→ Belge Alıntısı:
▬▬▬

The Witcher dizisi yaklaşıyor, yaklaştıkça da benim heyecanım artıyor! Sizi bilmiyorum ama dizi güzel olmazsa cidden hayal kırıklığına uğrayacağım, heyecan seviyesiyle doğru orantılı olarak beklentinin de artması iyi bir şey değil. Yine de Hype Treni’miz, söz verdiği gibi yoluna devam ediyor. Hazır Kovir ve Povis semalarına gelmişken, eh, bir de şurada Istredd vesilesiyle birtakım aşk üçgenlerinden bahsetmişken Triss Merigold’u da kompartımanımızda ağırlamasak olmazdı dedim ve yazının başına oturdum.
Witcher’ı takip eden yahut diziyi izlemeye niyet eden insanlar olarak herhangi birinizin Triss’i tanımamasına ihtimal vermiyorum. Ama “X Kimdir?” minvalindeki bu yazılarımızda, aşina olduğumuzdan daha farklı şekillerde karşımıza çıkacak olan karakterlerden bahsetmek istediğimi söylemiştim. Triss de hem kendisini canlandırmak üzere seçilen oyuncusu hem de olay örgüsündeki yeri bakımından böyle bir karakter.
Triss Merigold Kimdir?

▬▬▬

→ Kayıt Özetleri:

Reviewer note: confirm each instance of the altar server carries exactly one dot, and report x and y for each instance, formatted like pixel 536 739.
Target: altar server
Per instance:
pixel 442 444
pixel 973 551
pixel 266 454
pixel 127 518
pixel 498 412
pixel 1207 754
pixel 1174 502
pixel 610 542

▬▬▬

→ Yapılacak İşlemler:
a: The Witcher dizisi hakkındaki yazıya göre Triss, hangi iki bakımdan aşina olunandan farklı biçimde karşımıza çıkacak bir karakter olarak tanımlanıyor?
b: The Witcher dizisi ve Triss Merigold hakkındaki yazıyı kaldığı yerden sürdürün.

→ Sonuçlar:
a: Kendisini canlandırmak üzere seçilen oyuncusu ve olay örgüsündeki yeri bakımından.

b:
Mariborlu Triss Merigold ya da Tepenin On Dördüncüsü, Kıta’nın on üçüncü yüzyılının tanınan bir büyücüsüdür. Temeryalı kökenlerini, savaşta gösterdiği cesaretinin yanında politika alanında söz sahibi olarak da onurlandıran Triss, Keira Metz ile birlikte Kral Foltest’in danışmanlığını yapmış ve Büyücü Loncası’nın kurucularından biri olmuştur. Ayrıca halk arasında, spoiler olmasın diye anlatmayacağım nedenlerle, Korkusuz Merigold olarak da namı yürümüştür.
Güçlü bir büyücü ve zor bir anda sırtınızı dayayabileceğiniz cesur bir kadın olmasının yanında Triss, yetenekli bir şifacı olarak da kendisini gösteriyor. Yanında mutlaka bir sürü şifalı iksir taşıyor ancak terzi kendi söküğünü dikemez misali, bu iksirlerden bir fayda göremiyor çünkü alerjisi var.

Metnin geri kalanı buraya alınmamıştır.